GIVEN PROBLEM 1:
From the Gerrit change notice, copy word for word the passage from "- # - https://datasets.wikimedia.org" up to and including "analytics.wm.org/datasets/archive)".
GIVEN PROBLEM 2:
List every line of the records that contains the string "engine", matching case exactly.

Ottomata has submitted this change and it was merged. (
https://gerrit.wikimedia.org/r/360900 )
Change subject: Remove datasets.wikimedia.org site, redirect to
analytics.wikimedia.org/datasets/archive
......................................................................
Remove datasets.wikimedia.org site, redirect to
analytics.wikimedia.org/datasets/archive
Bug: T159409
Change-Id: Ib1b7791d4d6dd59a60818a04ff7b991f1119b54b
---
M manifests/site.pp
M modules/statistics/manifests/sites/analytics.pp
D modules/statistics/manifests/sites/datasets.pp
M modules/statistics/templates/analytics.wikimedia.org.erb
D modules/statistics/templates/datasets.wikimedia.org.erb
5 files changed, 13 insertions(+), 109 deletions(-)
Approvals:
Ottomata: Looks good to me, approved
jenkins-bot: Verified
diff --git a/manifests/site.pp b/manifests/site.pp
index 9050a09..ae81ffd 100644
--- a/manifests/site.pp
+++ b/manifests/site.pp
@@ -2213,7 +2213,8 @@
node 'thorium.eqiad.wmnet' {
# thorium is mainly used to host Analytics websites like:
# - https://stats.wikimedia.org (Wikistats)
- # - https://datasets.wikimedia.org
+ # - https://analytics.wikimedia.org (Analytics dashboards and datasets)
+ # - https://datasets.wikimedia.org (deprecated, redirects to
analytics.wm.org/datasets/archive)
# - https://metrics.wikimedia.org (https://metrics.wmflabs.org/
(Wikimetrics))

EXERCISE INPUTS:
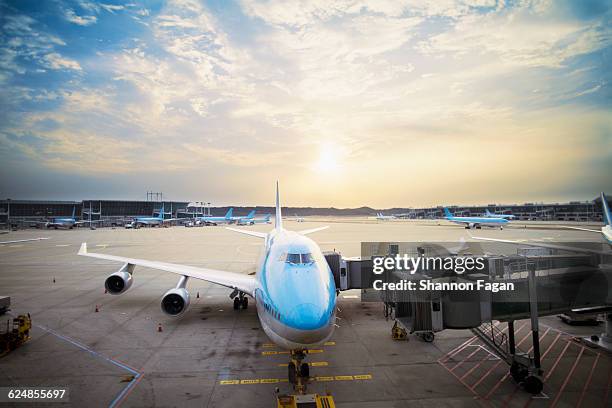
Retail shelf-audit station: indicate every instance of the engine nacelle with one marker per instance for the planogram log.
(175, 301)
(118, 282)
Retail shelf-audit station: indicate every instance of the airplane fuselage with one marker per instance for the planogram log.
(296, 294)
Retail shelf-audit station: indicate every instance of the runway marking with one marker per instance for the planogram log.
(312, 364)
(252, 381)
(274, 352)
(127, 389)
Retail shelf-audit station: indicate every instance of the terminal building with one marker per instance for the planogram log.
(585, 211)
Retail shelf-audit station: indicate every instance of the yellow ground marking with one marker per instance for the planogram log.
(281, 380)
(312, 364)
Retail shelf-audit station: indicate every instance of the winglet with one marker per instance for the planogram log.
(607, 217)
(279, 217)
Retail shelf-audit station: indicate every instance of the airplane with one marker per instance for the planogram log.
(65, 222)
(227, 219)
(21, 240)
(247, 218)
(606, 232)
(253, 221)
(380, 216)
(151, 221)
(489, 214)
(475, 222)
(293, 289)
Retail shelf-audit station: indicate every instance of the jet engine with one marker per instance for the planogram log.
(118, 282)
(175, 302)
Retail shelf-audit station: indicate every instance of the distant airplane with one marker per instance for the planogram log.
(489, 214)
(151, 221)
(253, 221)
(65, 222)
(293, 289)
(606, 232)
(227, 219)
(475, 222)
(380, 216)
(246, 219)
(21, 240)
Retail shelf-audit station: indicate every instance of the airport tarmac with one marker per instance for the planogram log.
(214, 356)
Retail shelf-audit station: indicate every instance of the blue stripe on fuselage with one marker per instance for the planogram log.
(303, 294)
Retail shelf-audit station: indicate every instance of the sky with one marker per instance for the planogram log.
(347, 102)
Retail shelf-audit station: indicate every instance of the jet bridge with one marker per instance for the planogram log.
(545, 283)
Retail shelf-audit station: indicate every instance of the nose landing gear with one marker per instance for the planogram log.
(240, 300)
(298, 371)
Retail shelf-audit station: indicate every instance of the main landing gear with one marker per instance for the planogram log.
(298, 371)
(240, 300)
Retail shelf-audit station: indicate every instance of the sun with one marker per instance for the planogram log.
(328, 160)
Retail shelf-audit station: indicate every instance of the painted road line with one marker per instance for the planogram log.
(312, 364)
(254, 381)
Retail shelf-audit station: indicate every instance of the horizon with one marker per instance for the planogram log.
(378, 104)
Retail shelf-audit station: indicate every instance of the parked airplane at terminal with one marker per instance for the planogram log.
(159, 220)
(66, 222)
(209, 220)
(606, 232)
(489, 214)
(293, 288)
(475, 222)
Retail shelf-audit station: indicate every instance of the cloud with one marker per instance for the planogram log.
(72, 17)
(56, 61)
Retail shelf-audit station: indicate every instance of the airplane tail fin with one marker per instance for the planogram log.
(607, 217)
(279, 218)
(447, 213)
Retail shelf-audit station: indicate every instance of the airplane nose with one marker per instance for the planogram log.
(307, 316)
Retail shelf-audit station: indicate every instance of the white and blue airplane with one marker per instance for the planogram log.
(475, 222)
(152, 221)
(381, 217)
(209, 220)
(253, 220)
(606, 232)
(65, 222)
(489, 214)
(293, 288)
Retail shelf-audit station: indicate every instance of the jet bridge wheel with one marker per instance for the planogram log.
(533, 384)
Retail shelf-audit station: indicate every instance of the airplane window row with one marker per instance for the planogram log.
(297, 259)
(272, 311)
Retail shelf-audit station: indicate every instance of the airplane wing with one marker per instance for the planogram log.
(246, 232)
(310, 231)
(581, 229)
(244, 283)
(543, 245)
(21, 240)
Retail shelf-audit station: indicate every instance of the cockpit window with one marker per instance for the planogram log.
(297, 259)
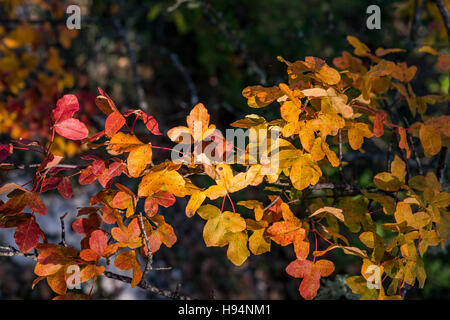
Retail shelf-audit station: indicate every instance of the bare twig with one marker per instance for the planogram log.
(13, 252)
(445, 16)
(148, 287)
(418, 9)
(13, 166)
(414, 150)
(443, 154)
(63, 230)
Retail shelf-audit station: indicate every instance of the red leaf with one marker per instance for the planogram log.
(164, 198)
(151, 124)
(65, 108)
(27, 235)
(98, 242)
(86, 176)
(50, 183)
(86, 225)
(65, 188)
(378, 125)
(35, 203)
(5, 151)
(114, 123)
(72, 129)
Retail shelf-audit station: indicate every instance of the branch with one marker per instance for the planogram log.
(443, 154)
(148, 265)
(445, 16)
(13, 252)
(13, 166)
(63, 230)
(416, 21)
(148, 287)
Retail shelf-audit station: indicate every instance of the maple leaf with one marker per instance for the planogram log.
(255, 205)
(356, 133)
(129, 237)
(311, 273)
(163, 177)
(128, 260)
(198, 125)
(304, 172)
(98, 247)
(430, 139)
(163, 198)
(124, 200)
(163, 233)
(140, 154)
(259, 96)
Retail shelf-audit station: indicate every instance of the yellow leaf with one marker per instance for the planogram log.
(430, 139)
(257, 243)
(398, 169)
(237, 249)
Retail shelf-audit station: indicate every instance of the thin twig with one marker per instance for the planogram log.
(149, 263)
(443, 154)
(12, 252)
(148, 287)
(63, 230)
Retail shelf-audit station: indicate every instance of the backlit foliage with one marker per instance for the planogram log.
(319, 106)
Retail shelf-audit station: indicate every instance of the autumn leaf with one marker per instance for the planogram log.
(140, 154)
(27, 235)
(198, 125)
(64, 124)
(304, 172)
(311, 273)
(430, 139)
(129, 237)
(356, 133)
(128, 260)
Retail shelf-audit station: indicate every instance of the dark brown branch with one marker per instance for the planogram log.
(149, 263)
(416, 20)
(63, 230)
(148, 287)
(443, 154)
(13, 166)
(13, 252)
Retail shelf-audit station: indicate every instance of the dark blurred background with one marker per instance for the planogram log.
(164, 57)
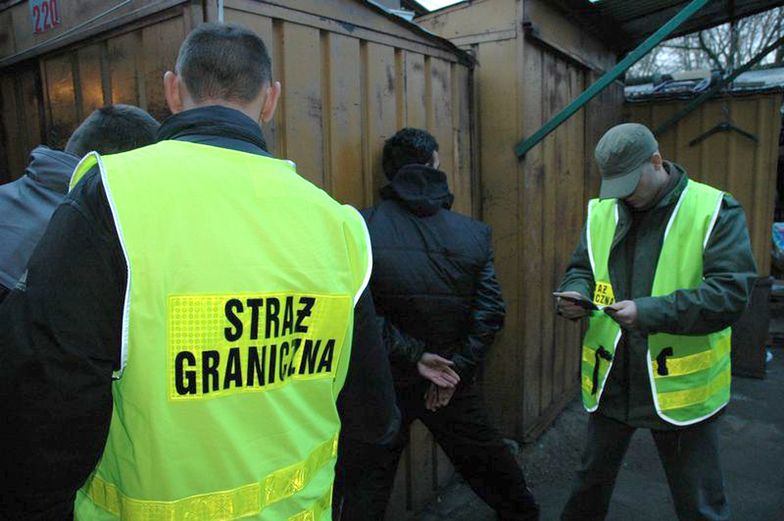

TASK ANSWER 1:
- # - https://datasets.wikimedia.org
+ # - https://analytics.wikimedia.org (Analytics dashboards and datasets)
+ # - https://datasets.wikimedia.org (deprecated, redirects to
analytics.wm.org/datasets/archive)

TASK ANSWER 2:
Retail shelf-audit station: indicate every instance of the engine nacelle with one marker per instance for the planogram log.
Retail shelf-audit station: indicate every instance of the jet engine with one marker per instance for the planogram log.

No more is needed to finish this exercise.